Aim: Count the lines in the entries below that contain the word "bird". Reply with the number alone.

═══ Records for the task ═══

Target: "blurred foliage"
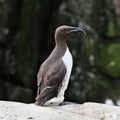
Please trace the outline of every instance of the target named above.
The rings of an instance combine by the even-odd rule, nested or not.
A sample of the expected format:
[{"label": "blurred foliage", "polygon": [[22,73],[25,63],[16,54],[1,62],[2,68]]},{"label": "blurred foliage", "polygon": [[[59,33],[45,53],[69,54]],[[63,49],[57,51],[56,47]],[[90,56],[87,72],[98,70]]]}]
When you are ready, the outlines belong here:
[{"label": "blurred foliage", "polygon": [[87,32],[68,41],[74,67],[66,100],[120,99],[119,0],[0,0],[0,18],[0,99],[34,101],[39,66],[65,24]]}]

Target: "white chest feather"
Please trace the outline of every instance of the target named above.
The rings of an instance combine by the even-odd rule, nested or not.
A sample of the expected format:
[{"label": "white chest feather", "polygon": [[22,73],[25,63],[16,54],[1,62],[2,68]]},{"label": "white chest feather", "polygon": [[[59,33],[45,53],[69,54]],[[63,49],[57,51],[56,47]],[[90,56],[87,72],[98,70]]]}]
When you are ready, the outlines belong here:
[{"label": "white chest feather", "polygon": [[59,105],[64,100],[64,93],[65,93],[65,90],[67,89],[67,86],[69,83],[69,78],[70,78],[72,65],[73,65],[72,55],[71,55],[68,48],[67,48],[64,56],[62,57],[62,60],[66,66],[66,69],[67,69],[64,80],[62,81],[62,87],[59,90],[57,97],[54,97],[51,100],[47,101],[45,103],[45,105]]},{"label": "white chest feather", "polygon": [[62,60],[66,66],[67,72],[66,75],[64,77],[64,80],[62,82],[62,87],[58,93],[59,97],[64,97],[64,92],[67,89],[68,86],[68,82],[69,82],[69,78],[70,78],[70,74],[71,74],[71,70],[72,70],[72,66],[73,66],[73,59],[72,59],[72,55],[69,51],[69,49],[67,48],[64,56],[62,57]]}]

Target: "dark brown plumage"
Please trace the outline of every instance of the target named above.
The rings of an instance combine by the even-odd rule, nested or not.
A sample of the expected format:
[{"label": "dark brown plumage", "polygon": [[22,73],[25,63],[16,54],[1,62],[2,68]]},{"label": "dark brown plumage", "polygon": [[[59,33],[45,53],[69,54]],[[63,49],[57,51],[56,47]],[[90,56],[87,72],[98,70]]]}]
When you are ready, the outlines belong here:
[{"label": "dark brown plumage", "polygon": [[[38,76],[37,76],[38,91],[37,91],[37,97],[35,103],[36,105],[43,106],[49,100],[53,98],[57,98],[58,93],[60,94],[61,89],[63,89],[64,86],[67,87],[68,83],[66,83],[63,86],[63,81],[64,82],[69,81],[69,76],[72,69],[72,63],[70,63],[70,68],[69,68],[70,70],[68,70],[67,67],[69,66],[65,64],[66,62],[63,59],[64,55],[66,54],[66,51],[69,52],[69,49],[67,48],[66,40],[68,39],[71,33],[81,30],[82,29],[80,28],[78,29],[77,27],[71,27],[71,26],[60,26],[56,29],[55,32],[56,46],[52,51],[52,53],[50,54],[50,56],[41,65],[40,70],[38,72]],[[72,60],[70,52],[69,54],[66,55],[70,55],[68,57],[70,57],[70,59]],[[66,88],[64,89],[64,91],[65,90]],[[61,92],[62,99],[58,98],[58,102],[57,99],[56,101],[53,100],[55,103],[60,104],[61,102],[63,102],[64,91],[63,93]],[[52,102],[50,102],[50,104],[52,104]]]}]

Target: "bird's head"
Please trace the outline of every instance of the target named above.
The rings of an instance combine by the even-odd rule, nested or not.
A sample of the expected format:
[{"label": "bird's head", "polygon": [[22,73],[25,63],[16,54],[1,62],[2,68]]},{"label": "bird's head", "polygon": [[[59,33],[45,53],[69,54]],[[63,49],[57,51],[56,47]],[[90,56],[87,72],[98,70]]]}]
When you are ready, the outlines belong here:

═══

Exercise solution: 2